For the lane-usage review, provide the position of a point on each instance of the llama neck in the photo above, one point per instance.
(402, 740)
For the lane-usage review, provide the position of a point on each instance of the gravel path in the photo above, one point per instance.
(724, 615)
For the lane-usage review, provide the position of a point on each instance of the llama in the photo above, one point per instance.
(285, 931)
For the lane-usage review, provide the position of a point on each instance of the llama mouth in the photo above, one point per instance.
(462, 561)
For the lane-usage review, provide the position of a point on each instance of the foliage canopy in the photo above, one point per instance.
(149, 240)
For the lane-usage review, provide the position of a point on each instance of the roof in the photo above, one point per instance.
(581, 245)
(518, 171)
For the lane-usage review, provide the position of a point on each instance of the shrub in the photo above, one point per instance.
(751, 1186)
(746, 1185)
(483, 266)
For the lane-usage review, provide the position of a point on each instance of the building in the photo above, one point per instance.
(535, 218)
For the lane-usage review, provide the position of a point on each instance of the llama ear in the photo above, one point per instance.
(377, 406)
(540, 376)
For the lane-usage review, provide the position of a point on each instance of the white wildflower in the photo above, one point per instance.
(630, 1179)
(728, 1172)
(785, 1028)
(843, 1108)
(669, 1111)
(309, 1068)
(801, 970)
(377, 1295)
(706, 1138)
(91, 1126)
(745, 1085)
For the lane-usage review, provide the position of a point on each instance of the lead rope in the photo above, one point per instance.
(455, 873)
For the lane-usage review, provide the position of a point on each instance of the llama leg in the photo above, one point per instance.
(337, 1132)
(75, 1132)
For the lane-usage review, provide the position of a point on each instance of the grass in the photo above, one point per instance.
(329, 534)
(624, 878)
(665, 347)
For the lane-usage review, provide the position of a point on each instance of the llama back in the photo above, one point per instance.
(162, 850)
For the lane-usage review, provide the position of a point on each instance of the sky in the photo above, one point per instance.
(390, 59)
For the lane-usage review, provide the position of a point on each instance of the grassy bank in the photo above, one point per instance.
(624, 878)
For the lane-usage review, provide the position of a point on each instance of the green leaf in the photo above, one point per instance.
==
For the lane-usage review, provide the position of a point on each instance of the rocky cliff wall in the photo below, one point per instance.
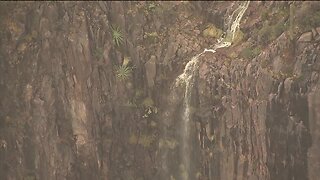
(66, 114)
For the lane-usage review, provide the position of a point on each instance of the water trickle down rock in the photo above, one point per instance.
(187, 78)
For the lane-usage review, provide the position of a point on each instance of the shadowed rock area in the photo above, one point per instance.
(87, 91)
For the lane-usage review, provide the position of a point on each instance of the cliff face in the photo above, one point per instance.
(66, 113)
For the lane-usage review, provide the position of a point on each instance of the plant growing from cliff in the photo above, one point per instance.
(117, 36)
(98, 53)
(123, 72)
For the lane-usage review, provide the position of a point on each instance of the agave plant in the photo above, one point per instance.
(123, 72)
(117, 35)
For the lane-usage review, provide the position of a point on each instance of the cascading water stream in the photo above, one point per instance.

_Prompt_
Rewrite the records from the line containing "of the agave" down to the line containing "of the cascading", with "agave plant" swapped for "aloe plant" and everything else left unchanged.

_Correct result_
For the lane-usage review, provide the position of a point on each instance of the aloe plant in the photo above, one point per instance.
(123, 72)
(117, 35)
For the lane-usage review, provide the position of a point on each instance of the cascading water stream in the photo above, one point per instance.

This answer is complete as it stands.